_EXERCISE_. Look through the records below for the line with "[(355, 399), (540, 347)]" and the line with "Target: open shelving unit", then return those lines and all lines between, exactly.

Point localization data:

※

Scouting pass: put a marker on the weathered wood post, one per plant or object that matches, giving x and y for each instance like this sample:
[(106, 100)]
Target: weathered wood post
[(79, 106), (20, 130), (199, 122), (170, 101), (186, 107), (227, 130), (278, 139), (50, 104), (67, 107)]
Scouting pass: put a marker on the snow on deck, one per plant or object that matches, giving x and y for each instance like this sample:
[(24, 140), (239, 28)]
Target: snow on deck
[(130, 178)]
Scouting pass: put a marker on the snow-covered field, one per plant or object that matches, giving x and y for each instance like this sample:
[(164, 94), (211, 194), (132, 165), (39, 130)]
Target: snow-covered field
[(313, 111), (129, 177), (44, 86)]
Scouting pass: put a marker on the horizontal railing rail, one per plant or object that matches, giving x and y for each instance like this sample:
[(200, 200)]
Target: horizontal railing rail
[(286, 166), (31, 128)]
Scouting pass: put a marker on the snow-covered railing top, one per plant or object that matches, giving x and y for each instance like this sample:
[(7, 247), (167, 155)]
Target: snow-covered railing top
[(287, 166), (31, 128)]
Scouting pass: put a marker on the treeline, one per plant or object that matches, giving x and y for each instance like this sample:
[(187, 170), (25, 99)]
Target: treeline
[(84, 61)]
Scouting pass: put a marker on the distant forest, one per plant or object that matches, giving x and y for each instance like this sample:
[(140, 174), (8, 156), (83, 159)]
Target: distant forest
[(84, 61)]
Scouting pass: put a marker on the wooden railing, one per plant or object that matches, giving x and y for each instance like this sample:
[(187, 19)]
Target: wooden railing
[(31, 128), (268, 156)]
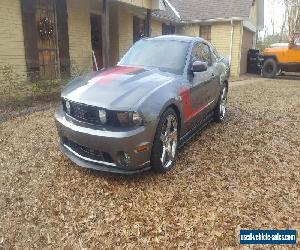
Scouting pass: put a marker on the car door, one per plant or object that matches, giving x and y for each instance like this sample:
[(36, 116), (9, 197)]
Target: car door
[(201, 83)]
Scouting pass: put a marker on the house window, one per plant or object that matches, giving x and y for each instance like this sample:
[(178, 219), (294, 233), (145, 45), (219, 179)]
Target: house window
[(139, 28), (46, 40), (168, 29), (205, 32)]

※

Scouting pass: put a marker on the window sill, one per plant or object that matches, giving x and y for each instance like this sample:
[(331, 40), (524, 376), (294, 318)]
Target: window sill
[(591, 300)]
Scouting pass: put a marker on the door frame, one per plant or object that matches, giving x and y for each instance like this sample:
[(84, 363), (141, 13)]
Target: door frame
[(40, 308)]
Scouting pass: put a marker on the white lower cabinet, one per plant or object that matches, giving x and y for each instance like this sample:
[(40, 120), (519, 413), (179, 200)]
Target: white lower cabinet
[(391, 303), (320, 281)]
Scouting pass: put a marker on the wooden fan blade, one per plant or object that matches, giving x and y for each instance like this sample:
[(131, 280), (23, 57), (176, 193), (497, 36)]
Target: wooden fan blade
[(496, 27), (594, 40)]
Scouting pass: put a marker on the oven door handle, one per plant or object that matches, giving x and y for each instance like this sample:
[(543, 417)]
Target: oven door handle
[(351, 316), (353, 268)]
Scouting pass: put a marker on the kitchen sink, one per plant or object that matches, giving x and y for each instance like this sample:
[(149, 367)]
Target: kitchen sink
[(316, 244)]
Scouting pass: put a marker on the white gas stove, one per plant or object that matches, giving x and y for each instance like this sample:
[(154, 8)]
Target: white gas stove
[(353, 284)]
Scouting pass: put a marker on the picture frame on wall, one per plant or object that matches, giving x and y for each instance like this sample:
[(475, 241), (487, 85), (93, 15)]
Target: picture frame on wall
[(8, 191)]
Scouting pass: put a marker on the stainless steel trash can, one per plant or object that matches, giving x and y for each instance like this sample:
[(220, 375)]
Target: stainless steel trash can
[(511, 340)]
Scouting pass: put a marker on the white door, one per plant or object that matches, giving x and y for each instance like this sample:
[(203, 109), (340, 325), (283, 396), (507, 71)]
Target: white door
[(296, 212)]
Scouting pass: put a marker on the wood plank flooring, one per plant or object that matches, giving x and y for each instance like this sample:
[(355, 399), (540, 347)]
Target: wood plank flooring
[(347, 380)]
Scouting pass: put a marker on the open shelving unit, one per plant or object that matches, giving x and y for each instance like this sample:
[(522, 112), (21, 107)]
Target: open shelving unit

※

_EXERCISE OUTPUT_.
[(355, 399), (540, 347)]
Target: wood plank flooring
[(347, 380)]
Scouting pass: put a marker on the open shelving unit, one per plant or object that matches, giving x and y for each instance like this sample:
[(522, 112), (21, 107)]
Target: open shelving unit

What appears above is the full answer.